:: Problem ::
Reproduce the records below, substituting "Target" for every "Subject" and leaving everything else untouched.

:: Records of labeled boxes ::
┄┄┄┄┄┄

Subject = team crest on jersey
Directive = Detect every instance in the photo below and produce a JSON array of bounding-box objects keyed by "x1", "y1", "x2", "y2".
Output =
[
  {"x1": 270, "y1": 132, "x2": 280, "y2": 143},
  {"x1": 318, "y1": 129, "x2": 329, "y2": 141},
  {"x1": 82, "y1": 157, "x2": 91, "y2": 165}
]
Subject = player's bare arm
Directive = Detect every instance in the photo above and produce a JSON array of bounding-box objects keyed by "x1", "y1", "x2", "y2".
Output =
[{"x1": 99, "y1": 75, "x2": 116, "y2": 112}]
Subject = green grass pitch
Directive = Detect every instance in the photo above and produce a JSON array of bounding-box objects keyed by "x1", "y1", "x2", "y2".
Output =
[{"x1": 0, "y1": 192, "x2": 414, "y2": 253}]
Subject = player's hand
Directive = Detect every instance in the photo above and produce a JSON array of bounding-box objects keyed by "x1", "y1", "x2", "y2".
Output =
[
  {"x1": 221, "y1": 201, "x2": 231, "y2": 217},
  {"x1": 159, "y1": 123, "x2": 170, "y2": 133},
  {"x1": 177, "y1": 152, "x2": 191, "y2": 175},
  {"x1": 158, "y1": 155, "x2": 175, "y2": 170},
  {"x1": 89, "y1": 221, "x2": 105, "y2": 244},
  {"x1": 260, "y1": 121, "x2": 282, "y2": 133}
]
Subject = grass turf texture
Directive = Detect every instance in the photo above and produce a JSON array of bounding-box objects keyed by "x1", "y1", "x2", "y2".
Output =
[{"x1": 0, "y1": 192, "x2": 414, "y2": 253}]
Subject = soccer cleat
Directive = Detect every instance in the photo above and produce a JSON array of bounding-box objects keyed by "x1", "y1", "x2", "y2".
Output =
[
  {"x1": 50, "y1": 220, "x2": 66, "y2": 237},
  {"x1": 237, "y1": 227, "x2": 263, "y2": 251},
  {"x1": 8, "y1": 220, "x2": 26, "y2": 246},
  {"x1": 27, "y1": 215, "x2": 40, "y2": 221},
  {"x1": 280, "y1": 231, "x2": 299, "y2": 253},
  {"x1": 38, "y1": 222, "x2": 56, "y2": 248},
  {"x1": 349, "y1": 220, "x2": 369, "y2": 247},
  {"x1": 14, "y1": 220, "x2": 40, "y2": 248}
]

┄┄┄┄┄┄

:: Result below ::
Target = team crest on jersey
Directive = Detect every instance in the photo below and produce a JSON array of bounding-box objects keyed by "x1", "y1", "x2", "y2".
Output =
[
  {"x1": 270, "y1": 132, "x2": 280, "y2": 143},
  {"x1": 318, "y1": 129, "x2": 329, "y2": 141},
  {"x1": 82, "y1": 157, "x2": 91, "y2": 165}
]
Target = player's bare arm
Directive = Detect every instance in the photo above and produce a JSON array of bounding-box objects keyed by "x1", "y1", "x2", "y2".
Output =
[{"x1": 99, "y1": 75, "x2": 116, "y2": 112}]
Target = green grass pitch
Directive = Detect every instance in the photo above and produce a JSON array of bounding-box objects keyed by "x1", "y1", "x2", "y2".
Output =
[{"x1": 0, "y1": 192, "x2": 414, "y2": 253}]
Target = player's hand
Directive = Detect every instance in the photo above and produce a JSON array of bounding-box objects keyed by "x1", "y1", "x2", "y2".
Output =
[
  {"x1": 221, "y1": 201, "x2": 231, "y2": 217},
  {"x1": 159, "y1": 123, "x2": 170, "y2": 133},
  {"x1": 177, "y1": 152, "x2": 191, "y2": 175},
  {"x1": 158, "y1": 155, "x2": 175, "y2": 170},
  {"x1": 89, "y1": 221, "x2": 105, "y2": 244},
  {"x1": 260, "y1": 121, "x2": 282, "y2": 133}
]
Target = grass turf texture
Directive = Detect every instance in the photo above and produce a JSON array of bounding-box objects keyed by "x1", "y1", "x2", "y2".
Output =
[{"x1": 0, "y1": 192, "x2": 414, "y2": 253}]
Target = soccer cleat
Directive = Detect every instance in the photo above and produce a JSON array of bounding-box objects keyed by "x1", "y1", "x2", "y2".
Output =
[
  {"x1": 50, "y1": 220, "x2": 66, "y2": 237},
  {"x1": 237, "y1": 227, "x2": 263, "y2": 251},
  {"x1": 8, "y1": 220, "x2": 26, "y2": 246},
  {"x1": 27, "y1": 215, "x2": 40, "y2": 221},
  {"x1": 280, "y1": 231, "x2": 299, "y2": 253},
  {"x1": 38, "y1": 222, "x2": 56, "y2": 248},
  {"x1": 349, "y1": 220, "x2": 369, "y2": 247},
  {"x1": 14, "y1": 220, "x2": 40, "y2": 248}
]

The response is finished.